Provided passage:

__________

March 24, 2018by Andy Dexter

We’re often asked – can Signoi beat a kitten at chess?

Not yet.

But what it can do – given the right data – is segment people according to what they are saying. Our Brexit data provides a great example of this. Wait, come back, it’s interesting! It means you don’t have to write huge long segmentation questionnaires any more. Now you can use natural language, quantitatively.

We call this approach semantic segmentation.

Most Brexit research is about asking people structured questions, e.g. “which of the following was important to you when voting…” Or, it’s small scale qualitative (c.f. recent Demos work).

So we decided to run qual-at-scale as a Signoi test. We asked 2,000 people, nationally representative of the voting population (via Populus Data Solutions) just a few simple questions:

How did you vote?
Tell us in your own words, what was on your mind?
Followed by a series of general attitude questions.

What, we wondered, would be the narratives that naturally emerge?

Using Signoi in cluster analysis mode, we pinpointed 7 groups of people, purely according to the language they used and the stories they were telling. We are preparing a White Paper on this as we speak.

Meanwhile, a sneak preview.

__________

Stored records

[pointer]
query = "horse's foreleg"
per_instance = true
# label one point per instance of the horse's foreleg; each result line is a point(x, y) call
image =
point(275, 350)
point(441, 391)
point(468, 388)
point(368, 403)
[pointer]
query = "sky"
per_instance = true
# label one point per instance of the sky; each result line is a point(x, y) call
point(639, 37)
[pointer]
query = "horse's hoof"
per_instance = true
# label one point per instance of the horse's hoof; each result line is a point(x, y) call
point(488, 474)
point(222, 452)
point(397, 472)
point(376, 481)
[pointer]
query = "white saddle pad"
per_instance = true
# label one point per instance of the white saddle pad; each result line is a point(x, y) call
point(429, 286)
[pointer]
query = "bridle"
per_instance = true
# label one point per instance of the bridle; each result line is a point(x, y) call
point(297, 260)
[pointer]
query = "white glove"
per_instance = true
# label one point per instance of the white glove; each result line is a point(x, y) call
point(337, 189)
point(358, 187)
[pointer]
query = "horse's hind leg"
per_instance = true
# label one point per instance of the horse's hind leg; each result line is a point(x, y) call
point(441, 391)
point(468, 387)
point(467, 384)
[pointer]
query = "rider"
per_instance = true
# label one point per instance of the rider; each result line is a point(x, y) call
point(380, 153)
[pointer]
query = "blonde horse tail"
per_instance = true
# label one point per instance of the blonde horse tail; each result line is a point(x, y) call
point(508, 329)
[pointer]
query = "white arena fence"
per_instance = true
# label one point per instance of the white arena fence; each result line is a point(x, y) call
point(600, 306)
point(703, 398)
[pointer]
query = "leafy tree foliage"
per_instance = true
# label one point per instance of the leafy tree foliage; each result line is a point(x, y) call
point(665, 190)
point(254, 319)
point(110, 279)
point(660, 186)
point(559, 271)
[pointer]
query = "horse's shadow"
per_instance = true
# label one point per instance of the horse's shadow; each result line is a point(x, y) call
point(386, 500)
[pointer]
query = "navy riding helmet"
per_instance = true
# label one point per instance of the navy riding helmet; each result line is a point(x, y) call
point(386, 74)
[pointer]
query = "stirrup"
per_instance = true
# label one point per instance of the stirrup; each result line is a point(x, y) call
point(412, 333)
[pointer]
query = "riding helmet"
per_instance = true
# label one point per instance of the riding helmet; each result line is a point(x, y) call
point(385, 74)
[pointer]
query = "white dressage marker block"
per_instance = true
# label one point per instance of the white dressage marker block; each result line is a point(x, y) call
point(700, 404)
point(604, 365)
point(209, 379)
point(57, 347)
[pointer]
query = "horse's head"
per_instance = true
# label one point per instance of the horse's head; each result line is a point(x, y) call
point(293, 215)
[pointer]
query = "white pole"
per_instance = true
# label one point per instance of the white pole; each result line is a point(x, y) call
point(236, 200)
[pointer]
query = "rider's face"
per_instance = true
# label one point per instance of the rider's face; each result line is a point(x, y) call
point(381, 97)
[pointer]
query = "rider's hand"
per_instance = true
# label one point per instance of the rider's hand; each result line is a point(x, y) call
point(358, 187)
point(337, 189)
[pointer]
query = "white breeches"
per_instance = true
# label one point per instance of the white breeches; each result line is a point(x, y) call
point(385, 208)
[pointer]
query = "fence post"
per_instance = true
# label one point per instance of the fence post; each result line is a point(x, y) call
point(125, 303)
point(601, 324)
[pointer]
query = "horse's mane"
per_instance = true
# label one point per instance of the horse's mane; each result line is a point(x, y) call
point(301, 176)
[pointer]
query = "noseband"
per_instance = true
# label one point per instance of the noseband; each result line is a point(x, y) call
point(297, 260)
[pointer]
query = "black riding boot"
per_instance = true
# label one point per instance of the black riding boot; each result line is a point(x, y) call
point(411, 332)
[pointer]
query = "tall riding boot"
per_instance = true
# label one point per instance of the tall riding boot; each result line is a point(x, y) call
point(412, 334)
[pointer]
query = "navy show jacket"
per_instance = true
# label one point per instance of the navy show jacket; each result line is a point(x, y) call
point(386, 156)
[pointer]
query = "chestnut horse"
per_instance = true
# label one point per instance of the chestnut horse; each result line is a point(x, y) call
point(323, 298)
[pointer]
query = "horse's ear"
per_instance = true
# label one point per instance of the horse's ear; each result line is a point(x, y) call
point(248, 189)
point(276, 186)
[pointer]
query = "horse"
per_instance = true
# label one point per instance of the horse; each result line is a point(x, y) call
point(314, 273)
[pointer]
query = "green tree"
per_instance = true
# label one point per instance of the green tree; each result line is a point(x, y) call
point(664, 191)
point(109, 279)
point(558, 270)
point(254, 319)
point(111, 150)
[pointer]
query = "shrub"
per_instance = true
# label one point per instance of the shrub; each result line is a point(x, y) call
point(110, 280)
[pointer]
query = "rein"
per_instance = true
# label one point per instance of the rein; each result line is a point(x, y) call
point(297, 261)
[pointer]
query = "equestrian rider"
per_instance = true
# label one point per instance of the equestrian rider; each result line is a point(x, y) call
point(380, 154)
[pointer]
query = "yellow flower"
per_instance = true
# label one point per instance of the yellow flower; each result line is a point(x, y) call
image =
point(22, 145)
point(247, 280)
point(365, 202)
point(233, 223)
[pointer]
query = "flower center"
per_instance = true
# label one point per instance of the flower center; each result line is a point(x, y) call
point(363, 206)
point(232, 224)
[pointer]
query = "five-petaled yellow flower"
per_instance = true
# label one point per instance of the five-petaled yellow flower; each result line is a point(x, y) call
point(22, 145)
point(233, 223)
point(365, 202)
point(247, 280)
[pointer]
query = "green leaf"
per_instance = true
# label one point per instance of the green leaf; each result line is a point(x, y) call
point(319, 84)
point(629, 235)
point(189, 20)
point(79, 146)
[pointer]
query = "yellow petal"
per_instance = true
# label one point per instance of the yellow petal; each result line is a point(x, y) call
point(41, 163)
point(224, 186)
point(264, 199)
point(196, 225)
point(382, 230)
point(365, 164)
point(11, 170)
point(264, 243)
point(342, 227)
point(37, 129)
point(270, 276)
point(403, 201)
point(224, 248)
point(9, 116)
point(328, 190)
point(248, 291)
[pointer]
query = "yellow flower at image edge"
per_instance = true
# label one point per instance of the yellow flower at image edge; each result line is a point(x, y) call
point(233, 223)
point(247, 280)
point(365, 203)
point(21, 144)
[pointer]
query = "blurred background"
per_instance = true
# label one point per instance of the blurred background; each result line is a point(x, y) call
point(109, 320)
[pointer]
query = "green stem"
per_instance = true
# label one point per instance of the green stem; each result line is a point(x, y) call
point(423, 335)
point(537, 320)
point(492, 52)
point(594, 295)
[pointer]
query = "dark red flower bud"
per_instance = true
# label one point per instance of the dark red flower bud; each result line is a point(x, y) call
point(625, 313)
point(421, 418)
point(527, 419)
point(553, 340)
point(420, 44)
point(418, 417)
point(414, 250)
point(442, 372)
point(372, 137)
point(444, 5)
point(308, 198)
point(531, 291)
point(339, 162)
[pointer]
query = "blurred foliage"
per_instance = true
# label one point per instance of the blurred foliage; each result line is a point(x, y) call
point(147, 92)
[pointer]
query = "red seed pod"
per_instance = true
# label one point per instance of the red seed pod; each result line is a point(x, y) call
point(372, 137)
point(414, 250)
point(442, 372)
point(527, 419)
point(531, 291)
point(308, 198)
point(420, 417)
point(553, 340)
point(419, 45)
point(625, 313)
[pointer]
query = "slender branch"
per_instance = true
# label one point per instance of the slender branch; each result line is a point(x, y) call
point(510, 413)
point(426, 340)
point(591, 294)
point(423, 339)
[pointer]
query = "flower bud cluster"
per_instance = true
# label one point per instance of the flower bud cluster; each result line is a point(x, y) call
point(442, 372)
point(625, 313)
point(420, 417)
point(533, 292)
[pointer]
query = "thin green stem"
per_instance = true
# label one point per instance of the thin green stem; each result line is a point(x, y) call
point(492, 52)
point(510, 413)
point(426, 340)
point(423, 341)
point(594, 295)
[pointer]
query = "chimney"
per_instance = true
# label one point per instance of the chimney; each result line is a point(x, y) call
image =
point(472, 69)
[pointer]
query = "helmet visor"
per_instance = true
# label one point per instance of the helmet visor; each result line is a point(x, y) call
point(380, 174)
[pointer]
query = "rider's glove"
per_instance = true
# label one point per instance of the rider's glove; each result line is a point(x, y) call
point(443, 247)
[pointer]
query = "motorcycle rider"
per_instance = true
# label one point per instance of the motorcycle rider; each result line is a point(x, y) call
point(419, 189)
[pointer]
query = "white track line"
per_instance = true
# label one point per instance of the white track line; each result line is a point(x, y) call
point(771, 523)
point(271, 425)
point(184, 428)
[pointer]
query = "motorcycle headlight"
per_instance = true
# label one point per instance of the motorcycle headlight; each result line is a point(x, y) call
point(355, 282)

__________

Goals:
1. Reproduce the stored records verbatim, starting at their first line and ending with the line that contains "point(429, 286)".
2. Resume the post on Signoi's semantic segmentation of Brexit voters, picking up right after its final sentence.

Answers to the tasks:
1.
[pointer]
query = "horse's foreleg"
per_instance = true
# label one point per instance of the horse's foreleg; each result line is a point(x, y) call
image =
point(275, 350)
point(441, 391)
point(468, 388)
point(368, 403)
[pointer]
query = "sky"
per_instance = true
# label one point per instance of the sky; each result line is a point(x, y) call
point(639, 37)
[pointer]
query = "horse's hoof"
per_instance = true
# label one point per instance of the horse's hoof; each result line is a point(x, y) call
point(488, 474)
point(222, 452)
point(397, 472)
point(376, 481)
[pointer]
query = "white saddle pad"
per_instance = true
# label one point per instance of the white saddle pad; each result line is a point(x, y) call
point(429, 286)

2.
Take Cluster Group 3 – the language they talk is pretty consistent. Here’s a few illustrative examples. We decided to name this group ‘Get off my Land’

“Immigration – put a stop to thousands flooding into this country . take back control of our own laws . ridiculous amounts of money and power given to eu that should be kept in this country for our own needs – nhs, housing, welfare .

“Too many uneducated immigrants . too many criminal immigrants. Hate being ruled by europe we need to make our own laws and take control again.”

“Fed up of being told by other countries what i can and cant do. . fed up of the arguing that goes on over in germany . Fed up of the amount of ,money that has been spent of the eu headquarters by us. for only the euro mps benefit.”

“To regain our nationality, stop wasting money being spent on ridiculous ideas that do not benefit the uk particularly. Get out of the ‘grip’ of other countries and do the best for our country.”

“We ruled ourselves before the eu and we can do it again Fed up of sending the eu billions of pounds for them to tell us how to govern our own country. Need to close the borders and stop illegal immigrants and send them back to where they came from.”

“Immigrants must be curbed, before the population of this country explodes and we lose our beautiful countryside to endless house-building. Our wildlife is losing it’s habitat due to building on the land, and this is due-in part-to the immigrants, who come over and breed, and their kids will breed, how can the govt be so short-sighted! We have enough criminals of our own, without getting them coming here from other countries!”

“I like being british and don’t want to be european. I think we should determine what laws are created here in the uk. We need to restrict immigration, small island getting full up.”

And so on, and on. Amazing what people say.

(We don’t talk about the related segment ‘Fear of the Dark’. You can probably guess what’s in there…)

Anyway, you can see a commonality of underlying tone and sentiment within this cluster, even though the words they use may be different.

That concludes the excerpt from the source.